▶ TEXT EXCERPT:
If you are using the same amount of paint, how or why is it cheaper to use SW/BM over cheaper box store paint? Ty.


----------



## SpaceCoast

Also what is best to use to repair corner wood fascia rot on a Florida home? Wood filler? Bondo? Ty.


----------



## cdaniels

SpaceCoast said:


> Also what is best to use to repair corner wood fascia rot on a Florida home? Wood filler? Bondo? Ty.


Best to replace the rotten boards.


----------



## user1007

cdaniels said:


> Best to replace the rotten boards.


This topic seems to be coming up a lot as people look to finishing their exteriors. You can fill and sand different materials to repair facia. I used to use a lot of nice tinted expoxy to restore wood on sailboats. It ended up stronger than the original wood. I used it because I could not easily replicate the shapes and curves in places. 

But if the cost of the material and labor to apply and sand it exceeds what new wood would cost? For facia boards. Why fuss with it. Replace it, prime it, paint it.


----------



## 95025

sdsester said:


> This topic seems to be coming up a lot as people look to finishing their exteriors. You can fill and sand different materials to repair facia. I used to use a lot of nice tinted expoxy to restore wood on sailboats. It ended up stronger than the original wood. I used it because I could not easily replicate the shapes and curves in places.
> 
> But if the cost of the material and labor to apply and sand it exceeds what new wood would cost? For facia boards. Why fuss with it. Replace it, prime it, paint it.


Right. Most facia is 1x6, or sometimes 1x8 pine. And if it's rotted where you can see it, it's almost certainly damaged underneath.

Replacement is generally fairly easy, and inexpensive.


----------



## KD PAINTING

I have used both, and I think that Behr is better.

Good Luck!


----------



## Gymschu

Quality paints cover more square footage BETTER........if that makes sense. A gallon of SW or BM will actually cover 300 to 400 sq. feet like the can says. On the other hand, cheaper paint covers about half as much and the coverage is poor. Many of the cheaper paints will require a 3rd or 4th coat for proper coverage.


----------



## kwikfishron

Gymschu said:


> Quality paints cover more square footage BETTER........if that makes sense. A gallon of SW or BM will actually cover 300 to 400 sq. feet like the can says. On the other hand, cheaper paint covers about half as much and the coverage is poor. Many of the cheaper paints will require a 3rd or 4th coat for proper coverage.


So is this strictly because of the solids to solvent ratio or is there a quality of pigment issue too?


----------



## Gymschu

kwikfishron said:


> So is this strictly because of the solids to solvent ratio or is there a quality of pigment issue too?


I think it is both. The cheaper paint use talc and other "fillers" which is why you hear someone say, "Man, that B*** paint is thick and heavy", which leads you to think the paint is better, but, in reality it's not so much the thickness and the heaviness of the paint that makes it work well. 

Anyway, Kwikfishron, we really need Ric Knows Paint to explain the chemistry better...........:yes:


----------



## kwikfishron

Gymschu said:


> Anyway, Kwikfishron, we really need Ric Knows Paint to explain the chemistry better...........:yes:


I would be interested to know more about this. If Ric has covered this before a link would suffice. :thumbsup: My search came up with nothing.


----------



## ccarlisle

There can be up to 40 ingredients in a good paint formulation - but adding more ingredients doesn't make for a better paint, usually. The average number of ingredients is around 15 or so...

▶ PROVIDED DATA:

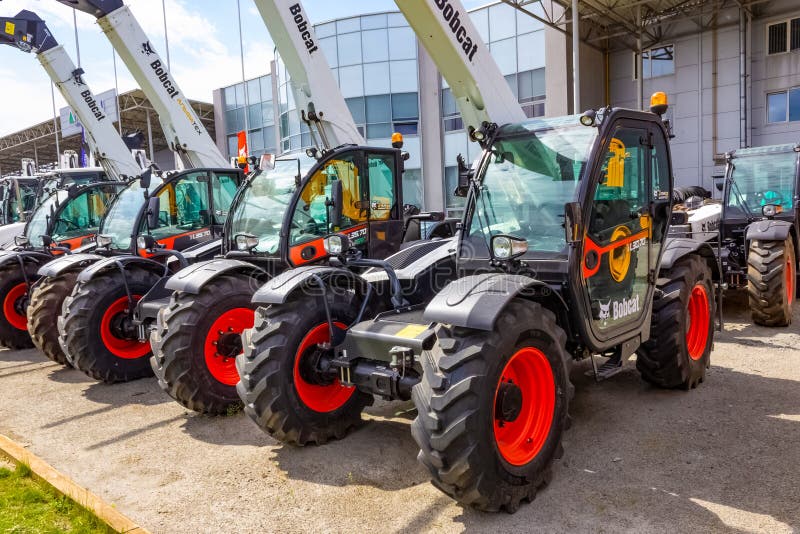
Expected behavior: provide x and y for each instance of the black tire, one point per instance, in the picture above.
(771, 296)
(266, 369)
(12, 333)
(669, 359)
(47, 299)
(80, 326)
(455, 425)
(179, 345)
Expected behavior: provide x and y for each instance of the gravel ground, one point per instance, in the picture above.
(722, 458)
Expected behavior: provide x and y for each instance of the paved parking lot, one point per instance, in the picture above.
(725, 457)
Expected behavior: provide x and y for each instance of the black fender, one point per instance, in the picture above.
(115, 262)
(193, 278)
(768, 230)
(476, 301)
(24, 256)
(676, 248)
(70, 262)
(277, 290)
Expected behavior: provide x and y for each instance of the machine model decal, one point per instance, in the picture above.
(592, 252)
(190, 116)
(94, 107)
(199, 235)
(163, 77)
(453, 18)
(636, 245)
(302, 27)
(614, 310)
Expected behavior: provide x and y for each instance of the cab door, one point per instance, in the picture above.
(184, 217)
(618, 252)
(385, 220)
(310, 219)
(224, 186)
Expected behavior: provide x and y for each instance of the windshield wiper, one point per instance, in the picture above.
(740, 197)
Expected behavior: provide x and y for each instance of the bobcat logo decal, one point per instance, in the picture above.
(605, 311)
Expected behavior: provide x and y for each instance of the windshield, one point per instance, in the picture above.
(527, 181)
(758, 180)
(37, 226)
(264, 202)
(122, 214)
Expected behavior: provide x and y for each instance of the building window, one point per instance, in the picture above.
(783, 106)
(783, 36)
(658, 61)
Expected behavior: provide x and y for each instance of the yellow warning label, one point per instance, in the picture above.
(411, 331)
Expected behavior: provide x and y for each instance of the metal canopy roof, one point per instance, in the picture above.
(38, 142)
(615, 24)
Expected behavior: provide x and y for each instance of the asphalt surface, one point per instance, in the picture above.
(722, 458)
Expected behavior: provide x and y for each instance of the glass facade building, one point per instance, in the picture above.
(250, 106)
(376, 60)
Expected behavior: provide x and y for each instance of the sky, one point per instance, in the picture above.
(203, 44)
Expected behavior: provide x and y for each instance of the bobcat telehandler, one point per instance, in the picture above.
(563, 255)
(760, 229)
(75, 212)
(279, 220)
(185, 210)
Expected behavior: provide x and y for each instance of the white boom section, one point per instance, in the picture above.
(183, 129)
(452, 40)
(314, 88)
(103, 139)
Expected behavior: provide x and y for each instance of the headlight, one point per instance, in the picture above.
(245, 242)
(336, 244)
(506, 247)
(104, 240)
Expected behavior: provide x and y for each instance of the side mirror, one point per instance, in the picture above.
(573, 222)
(337, 196)
(508, 247)
(146, 242)
(771, 210)
(464, 177)
(74, 191)
(153, 208)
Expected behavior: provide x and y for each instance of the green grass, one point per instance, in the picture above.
(28, 506)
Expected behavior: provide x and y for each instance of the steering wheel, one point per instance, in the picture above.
(69, 224)
(772, 197)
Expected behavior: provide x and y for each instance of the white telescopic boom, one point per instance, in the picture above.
(101, 135)
(183, 129)
(314, 88)
(446, 31)
(29, 33)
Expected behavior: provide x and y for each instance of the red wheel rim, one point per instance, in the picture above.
(14, 318)
(699, 317)
(520, 440)
(220, 363)
(321, 399)
(128, 349)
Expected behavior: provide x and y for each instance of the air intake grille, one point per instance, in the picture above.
(406, 257)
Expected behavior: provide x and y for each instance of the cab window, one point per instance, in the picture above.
(223, 189)
(310, 217)
(381, 186)
(183, 206)
(81, 215)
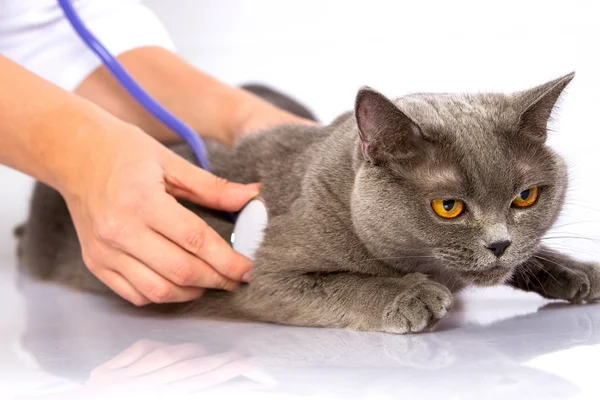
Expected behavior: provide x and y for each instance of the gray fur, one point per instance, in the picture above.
(352, 241)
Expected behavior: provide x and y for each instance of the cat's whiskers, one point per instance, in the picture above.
(571, 236)
(536, 278)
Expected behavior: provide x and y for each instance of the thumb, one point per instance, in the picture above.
(188, 182)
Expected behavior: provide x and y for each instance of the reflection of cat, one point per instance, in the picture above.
(375, 219)
(473, 362)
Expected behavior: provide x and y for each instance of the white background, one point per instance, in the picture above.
(322, 51)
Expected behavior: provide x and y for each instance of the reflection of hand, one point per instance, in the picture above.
(149, 367)
(149, 364)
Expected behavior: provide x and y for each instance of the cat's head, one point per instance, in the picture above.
(462, 183)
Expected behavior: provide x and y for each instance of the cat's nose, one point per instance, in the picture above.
(498, 248)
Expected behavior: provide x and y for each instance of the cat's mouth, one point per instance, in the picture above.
(489, 275)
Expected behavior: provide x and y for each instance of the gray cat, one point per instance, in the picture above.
(376, 219)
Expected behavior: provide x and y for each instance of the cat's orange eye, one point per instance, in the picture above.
(527, 197)
(448, 208)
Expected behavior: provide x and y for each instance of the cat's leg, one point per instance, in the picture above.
(405, 304)
(558, 276)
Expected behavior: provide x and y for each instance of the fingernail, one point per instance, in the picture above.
(256, 188)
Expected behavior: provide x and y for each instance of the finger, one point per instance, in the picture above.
(150, 284)
(186, 181)
(118, 284)
(216, 376)
(195, 236)
(153, 364)
(186, 369)
(131, 355)
(173, 263)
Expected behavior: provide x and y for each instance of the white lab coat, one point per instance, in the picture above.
(35, 34)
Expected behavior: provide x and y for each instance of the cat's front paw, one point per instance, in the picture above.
(418, 308)
(576, 283)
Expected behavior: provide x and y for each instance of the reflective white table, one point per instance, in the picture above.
(56, 343)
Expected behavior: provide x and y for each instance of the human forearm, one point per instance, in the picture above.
(45, 131)
(209, 106)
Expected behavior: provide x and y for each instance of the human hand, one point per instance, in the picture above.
(135, 237)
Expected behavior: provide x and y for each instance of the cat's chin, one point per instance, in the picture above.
(493, 275)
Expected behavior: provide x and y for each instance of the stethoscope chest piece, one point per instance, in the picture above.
(248, 231)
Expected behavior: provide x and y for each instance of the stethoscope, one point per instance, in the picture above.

▶ PROBLEMS TO SOLVE:
(1) Reproduce the listing line for line, starting with the line that contains "human forearm, one" and going on through the last line of the listing.
(2) Continue the forum thread on paint quality and fascia repair from the point where it stops.

▶ ANSWERS TO THE EXERCISES:
(1)
Expected behavior: provide x and y for each instance of the human forearm, one point per instance, in the picture above.
(45, 131)
(209, 106)
Expected behavior: provide x and y for each instance of the human hand, one point per instance, in the picture above.
(135, 237)
Expected behavior: provide x and y for each instance of the cat's chin, one point per instance, in the picture above.
(493, 275)
Expected behavior: provide x and y for each instance of the stethoscope chest piece, one point per instance, in the picture above.
(248, 231)
Expected behavior: provide x and y for each instance of the stethoscope, one point per instance, in the picture above.

(2)
A 'good' paint formulation has more to do with the balance - i.e. the ratio of one element to the others - of the various ingredients than solids or just ingredient quality...especially solids. A paint chemist can load a formulation with solids - but that won't improve the quality of it. But achieving a better balance - ie. what works best given a set of requirements, is what all the research does. Research costs $$ and that is why some of the better paints cost more.

Almost the same can be said of the quality of ingredents. Put it this way: there are no 'bad' ingredients, just lesser qualities of all good ingredients. The choice of which ingredient is ultimately selected comes down to function, cost and suitability with the other ingredients used.


----------



## jeffnc

[old thread]


----------



## pman6

Gymschu said:


> Quality paints cover more square footage BETTER........if that makes sense. A gallon of SW or BM will actually cover 300 to 400 sq. feet like the can says. On the other hand, cheaper paint covers about half as much and the coverage is poor. Many of the cheaper paints will require a 3rd or 4th coat for proper coverage.



I used Dunn Edwards paint, and while the paint seemed more watery, it covered well.

Speaking of coverage, Zinsser bullseye 123 primer doesn't cover well. I mean I used 40% of the gallon to cover 96 sq ft once over. I only get the minimum advertised coverage of 250 sqft per gallon.

Has anyone ever gotten near 400 sqft out of a gallon?


----------



## user1007

Used Zinsser primers all the time. They are not meant to "cover" like paint or auto body or metal primers do. Some show through is to be expected. As far as coverage they performed as promised for me so am not sure why you had problems unless you applied to a very porous surface or perhaps you tried to get coverage like you would expect from a paint product?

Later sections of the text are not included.